### WHAT YOU ARE ASKED TO DO
In the entries below, find the line containing "Guideline: for each instance of the man's eyebrow, imagine". Copy it and all lines after it, exactly, through the end.
====================
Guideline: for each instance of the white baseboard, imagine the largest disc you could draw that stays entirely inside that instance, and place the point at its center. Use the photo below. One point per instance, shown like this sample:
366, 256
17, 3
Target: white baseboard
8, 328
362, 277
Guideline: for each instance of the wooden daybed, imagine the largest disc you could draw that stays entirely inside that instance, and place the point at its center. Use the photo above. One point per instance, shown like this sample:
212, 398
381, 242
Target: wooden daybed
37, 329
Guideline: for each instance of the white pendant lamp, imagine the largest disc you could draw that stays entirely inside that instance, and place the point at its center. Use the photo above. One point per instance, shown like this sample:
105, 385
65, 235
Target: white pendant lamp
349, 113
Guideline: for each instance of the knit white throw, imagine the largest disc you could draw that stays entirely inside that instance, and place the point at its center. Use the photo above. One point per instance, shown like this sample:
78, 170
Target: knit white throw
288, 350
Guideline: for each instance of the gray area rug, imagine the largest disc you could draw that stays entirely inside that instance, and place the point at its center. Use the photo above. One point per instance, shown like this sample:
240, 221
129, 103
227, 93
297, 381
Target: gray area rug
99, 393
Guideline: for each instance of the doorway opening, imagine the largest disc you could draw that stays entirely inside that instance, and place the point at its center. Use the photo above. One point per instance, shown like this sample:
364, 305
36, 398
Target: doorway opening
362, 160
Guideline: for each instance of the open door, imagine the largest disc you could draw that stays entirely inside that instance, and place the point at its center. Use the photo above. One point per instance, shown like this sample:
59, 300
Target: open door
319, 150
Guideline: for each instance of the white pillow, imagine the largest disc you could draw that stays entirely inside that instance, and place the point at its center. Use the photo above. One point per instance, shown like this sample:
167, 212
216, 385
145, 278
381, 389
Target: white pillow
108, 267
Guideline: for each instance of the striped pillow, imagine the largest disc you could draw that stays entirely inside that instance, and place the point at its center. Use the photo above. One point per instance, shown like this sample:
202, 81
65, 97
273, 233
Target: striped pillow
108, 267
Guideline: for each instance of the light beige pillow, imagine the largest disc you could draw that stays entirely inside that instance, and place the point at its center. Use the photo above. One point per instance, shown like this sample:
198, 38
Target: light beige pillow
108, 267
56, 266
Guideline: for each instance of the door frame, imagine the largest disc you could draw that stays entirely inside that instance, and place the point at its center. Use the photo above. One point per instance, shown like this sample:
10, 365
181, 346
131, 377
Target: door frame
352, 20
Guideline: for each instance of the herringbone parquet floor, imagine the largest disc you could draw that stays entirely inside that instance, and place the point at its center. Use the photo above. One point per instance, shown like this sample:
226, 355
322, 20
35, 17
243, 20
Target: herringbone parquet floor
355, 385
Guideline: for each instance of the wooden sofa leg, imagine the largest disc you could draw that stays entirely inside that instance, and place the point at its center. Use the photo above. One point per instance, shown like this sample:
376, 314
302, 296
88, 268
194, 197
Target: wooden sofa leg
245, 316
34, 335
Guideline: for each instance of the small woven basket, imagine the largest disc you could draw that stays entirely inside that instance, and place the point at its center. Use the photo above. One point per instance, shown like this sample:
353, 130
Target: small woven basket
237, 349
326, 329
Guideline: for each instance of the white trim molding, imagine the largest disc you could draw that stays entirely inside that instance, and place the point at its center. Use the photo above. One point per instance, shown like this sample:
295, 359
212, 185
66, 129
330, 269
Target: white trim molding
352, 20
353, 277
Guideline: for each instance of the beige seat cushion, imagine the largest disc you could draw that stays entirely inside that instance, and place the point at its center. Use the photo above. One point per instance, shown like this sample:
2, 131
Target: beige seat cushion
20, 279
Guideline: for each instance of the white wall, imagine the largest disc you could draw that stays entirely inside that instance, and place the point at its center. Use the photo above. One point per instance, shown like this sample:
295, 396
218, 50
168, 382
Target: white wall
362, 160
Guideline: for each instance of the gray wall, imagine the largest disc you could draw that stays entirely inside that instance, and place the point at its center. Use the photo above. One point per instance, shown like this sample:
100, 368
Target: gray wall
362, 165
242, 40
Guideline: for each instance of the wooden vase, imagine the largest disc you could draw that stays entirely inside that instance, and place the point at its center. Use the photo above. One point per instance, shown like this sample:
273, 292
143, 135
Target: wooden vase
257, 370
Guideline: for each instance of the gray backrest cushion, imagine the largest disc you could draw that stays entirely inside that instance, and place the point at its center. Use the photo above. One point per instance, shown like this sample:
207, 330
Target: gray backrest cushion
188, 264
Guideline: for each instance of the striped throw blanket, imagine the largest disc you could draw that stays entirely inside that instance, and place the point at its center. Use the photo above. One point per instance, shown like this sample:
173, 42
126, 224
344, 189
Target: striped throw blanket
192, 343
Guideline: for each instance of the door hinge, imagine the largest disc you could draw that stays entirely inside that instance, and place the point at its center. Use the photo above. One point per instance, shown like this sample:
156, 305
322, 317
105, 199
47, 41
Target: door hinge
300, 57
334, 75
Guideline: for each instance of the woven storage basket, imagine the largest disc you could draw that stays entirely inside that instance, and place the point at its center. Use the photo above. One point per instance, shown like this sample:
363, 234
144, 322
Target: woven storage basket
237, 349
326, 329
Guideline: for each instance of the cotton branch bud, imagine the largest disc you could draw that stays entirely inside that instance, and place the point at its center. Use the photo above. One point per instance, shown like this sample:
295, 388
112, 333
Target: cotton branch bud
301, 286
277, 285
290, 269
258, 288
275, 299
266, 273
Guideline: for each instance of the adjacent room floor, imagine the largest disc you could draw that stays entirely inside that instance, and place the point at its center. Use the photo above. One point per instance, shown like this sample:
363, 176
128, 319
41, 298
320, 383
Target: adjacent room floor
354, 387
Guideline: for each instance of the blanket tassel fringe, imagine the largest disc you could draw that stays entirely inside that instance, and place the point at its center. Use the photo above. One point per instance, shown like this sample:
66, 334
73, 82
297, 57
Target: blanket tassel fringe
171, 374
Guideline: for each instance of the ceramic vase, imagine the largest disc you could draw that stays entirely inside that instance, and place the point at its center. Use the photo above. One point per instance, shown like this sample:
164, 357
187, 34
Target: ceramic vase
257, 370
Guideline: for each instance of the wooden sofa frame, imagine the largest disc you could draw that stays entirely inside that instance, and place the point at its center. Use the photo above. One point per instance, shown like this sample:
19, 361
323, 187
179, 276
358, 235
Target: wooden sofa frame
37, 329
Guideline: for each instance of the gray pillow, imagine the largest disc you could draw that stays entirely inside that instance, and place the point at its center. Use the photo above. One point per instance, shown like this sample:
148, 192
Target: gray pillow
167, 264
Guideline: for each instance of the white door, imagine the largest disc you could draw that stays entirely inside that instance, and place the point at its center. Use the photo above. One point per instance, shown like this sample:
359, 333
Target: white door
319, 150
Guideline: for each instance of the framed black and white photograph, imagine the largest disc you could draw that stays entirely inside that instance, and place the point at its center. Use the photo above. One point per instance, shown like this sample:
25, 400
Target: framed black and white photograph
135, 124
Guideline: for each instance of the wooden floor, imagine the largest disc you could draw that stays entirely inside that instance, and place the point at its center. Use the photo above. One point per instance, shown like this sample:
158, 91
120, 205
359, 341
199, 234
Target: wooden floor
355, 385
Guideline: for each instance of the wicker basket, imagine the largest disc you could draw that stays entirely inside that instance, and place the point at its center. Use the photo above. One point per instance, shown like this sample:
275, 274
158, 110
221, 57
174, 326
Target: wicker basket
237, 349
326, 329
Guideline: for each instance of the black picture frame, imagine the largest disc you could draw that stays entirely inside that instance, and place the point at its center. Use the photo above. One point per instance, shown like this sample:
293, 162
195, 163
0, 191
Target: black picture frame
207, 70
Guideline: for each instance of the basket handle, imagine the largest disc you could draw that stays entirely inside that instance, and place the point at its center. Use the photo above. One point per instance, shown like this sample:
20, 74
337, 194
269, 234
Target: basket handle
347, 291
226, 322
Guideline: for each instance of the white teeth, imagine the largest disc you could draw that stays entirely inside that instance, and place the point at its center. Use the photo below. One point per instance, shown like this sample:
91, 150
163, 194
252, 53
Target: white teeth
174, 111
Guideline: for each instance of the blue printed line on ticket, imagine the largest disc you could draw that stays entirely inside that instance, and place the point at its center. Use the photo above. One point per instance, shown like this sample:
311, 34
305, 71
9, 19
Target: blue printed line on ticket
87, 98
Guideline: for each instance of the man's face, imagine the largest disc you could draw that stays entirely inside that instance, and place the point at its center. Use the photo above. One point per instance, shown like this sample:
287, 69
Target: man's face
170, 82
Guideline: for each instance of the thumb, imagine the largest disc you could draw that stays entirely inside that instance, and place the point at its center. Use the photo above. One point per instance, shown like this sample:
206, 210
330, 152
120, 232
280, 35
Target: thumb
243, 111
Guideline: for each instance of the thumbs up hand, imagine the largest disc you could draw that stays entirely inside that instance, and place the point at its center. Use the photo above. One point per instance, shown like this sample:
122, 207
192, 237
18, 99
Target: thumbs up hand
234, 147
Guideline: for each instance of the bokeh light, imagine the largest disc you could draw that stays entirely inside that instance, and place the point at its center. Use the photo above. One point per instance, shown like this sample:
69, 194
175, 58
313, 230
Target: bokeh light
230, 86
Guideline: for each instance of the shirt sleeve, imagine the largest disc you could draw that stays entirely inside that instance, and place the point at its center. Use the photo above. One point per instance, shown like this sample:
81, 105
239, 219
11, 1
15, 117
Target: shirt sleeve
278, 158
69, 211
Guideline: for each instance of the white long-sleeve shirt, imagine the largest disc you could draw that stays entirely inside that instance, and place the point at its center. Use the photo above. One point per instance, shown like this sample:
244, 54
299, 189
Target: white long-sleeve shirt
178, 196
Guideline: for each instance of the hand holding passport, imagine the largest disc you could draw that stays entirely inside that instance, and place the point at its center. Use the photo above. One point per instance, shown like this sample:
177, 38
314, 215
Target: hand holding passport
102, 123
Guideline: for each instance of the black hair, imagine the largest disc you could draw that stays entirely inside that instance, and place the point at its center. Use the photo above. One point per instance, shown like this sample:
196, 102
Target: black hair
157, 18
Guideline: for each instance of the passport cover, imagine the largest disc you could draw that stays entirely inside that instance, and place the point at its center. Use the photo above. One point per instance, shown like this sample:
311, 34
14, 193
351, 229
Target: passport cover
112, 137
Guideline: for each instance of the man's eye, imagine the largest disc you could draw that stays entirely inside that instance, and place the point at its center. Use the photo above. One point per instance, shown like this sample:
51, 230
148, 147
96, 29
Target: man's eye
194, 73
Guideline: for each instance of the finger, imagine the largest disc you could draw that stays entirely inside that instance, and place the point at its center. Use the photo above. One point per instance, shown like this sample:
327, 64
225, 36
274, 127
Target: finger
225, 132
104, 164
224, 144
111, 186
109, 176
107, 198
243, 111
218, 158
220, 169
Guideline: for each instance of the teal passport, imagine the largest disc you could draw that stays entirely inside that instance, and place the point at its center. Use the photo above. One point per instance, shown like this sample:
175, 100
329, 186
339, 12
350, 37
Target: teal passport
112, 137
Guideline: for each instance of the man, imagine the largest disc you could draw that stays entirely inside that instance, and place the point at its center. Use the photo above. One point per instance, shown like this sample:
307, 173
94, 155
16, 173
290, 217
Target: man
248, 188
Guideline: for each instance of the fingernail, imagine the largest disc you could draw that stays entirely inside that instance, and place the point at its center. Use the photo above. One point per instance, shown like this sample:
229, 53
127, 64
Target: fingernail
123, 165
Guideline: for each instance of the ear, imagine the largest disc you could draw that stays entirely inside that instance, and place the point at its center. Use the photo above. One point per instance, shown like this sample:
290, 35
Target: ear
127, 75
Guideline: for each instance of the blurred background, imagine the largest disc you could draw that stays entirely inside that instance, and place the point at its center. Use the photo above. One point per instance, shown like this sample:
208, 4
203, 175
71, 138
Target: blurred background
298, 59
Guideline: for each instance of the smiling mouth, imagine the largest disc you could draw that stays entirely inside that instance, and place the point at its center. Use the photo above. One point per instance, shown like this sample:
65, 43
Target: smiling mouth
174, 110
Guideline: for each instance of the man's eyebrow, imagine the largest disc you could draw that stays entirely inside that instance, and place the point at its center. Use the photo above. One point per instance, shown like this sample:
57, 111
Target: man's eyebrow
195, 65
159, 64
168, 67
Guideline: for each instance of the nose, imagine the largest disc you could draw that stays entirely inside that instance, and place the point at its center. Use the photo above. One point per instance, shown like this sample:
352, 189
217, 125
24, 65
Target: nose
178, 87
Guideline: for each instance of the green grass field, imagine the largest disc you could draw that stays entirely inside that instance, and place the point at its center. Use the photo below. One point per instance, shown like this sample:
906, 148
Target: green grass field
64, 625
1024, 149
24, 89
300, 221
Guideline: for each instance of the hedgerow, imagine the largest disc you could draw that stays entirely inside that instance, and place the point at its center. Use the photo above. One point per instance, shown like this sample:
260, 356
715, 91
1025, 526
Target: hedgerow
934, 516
====================
### REPLY
Guideline: for each instance of the man's eyebrow, imagine the largest disc you could draw that stays entirely inside that instance, and place the point at its center. Use the photo above. One point per instance, shown like this sample:
57, 111
Target: man's eyebrow
195, 65
159, 64
168, 67
Guideline: for each instance of the nose, imagine the largest disc you could draw that stays entirely inside that instance, and place the point at its center. Use the photo above. One point per instance, shown like this sample:
352, 189
217, 125
24, 65
Target: nose
178, 87
Guideline: for each instance of the green grass field, imagine the largest disc you could draw that stays entirely inside that instance, and place the point at its center. Use the photo below. One point per instance, shown like this sample:
906, 148
Target: green grass field
64, 625
1024, 149
24, 89
300, 221
Guideline: for each instance of the hedgerow, imagine the largest disc you could draw that stays entirely inside that instance, and place the point at its center. Use the photo above. One point per instance, shown like this sample:
260, 356
715, 91
1025, 526
Target: hedgerow
934, 516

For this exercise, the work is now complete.